Collected data entries:
____
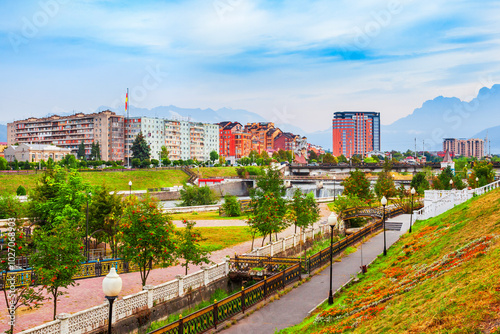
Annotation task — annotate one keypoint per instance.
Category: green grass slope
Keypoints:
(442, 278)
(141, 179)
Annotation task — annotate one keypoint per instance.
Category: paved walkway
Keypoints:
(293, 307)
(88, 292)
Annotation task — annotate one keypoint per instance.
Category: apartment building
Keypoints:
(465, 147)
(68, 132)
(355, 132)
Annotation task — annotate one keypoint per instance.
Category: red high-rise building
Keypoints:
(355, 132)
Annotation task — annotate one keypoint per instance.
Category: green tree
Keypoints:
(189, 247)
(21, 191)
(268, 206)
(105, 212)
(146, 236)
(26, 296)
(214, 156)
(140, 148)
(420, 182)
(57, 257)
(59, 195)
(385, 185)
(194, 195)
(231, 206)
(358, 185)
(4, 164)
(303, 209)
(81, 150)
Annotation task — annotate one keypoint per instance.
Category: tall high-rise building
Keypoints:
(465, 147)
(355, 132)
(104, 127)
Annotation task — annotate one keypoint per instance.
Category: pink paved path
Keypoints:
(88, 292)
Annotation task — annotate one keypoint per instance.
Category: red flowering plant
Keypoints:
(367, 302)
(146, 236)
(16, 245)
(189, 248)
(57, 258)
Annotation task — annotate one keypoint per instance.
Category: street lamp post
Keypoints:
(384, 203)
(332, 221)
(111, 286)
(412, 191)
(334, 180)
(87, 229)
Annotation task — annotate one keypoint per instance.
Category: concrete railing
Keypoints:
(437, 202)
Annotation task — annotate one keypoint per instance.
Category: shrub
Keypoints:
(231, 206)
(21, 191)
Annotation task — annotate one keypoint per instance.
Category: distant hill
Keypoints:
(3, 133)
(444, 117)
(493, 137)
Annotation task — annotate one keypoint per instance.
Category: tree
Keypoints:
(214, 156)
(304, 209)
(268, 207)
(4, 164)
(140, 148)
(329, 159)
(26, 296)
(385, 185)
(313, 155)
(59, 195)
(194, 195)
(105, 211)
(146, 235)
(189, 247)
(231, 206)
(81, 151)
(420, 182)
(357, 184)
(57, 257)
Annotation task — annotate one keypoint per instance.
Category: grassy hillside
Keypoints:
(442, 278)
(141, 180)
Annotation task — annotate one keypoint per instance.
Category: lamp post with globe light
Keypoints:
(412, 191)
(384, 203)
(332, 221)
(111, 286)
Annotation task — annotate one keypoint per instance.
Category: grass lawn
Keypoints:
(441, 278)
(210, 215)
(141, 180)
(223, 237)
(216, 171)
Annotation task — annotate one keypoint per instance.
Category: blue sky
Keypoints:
____
▶ _The task_:
Copy each line of the records that contains the word "paved".

▶ _Output for this task_:
Category: paved walkway
Category: pink paved path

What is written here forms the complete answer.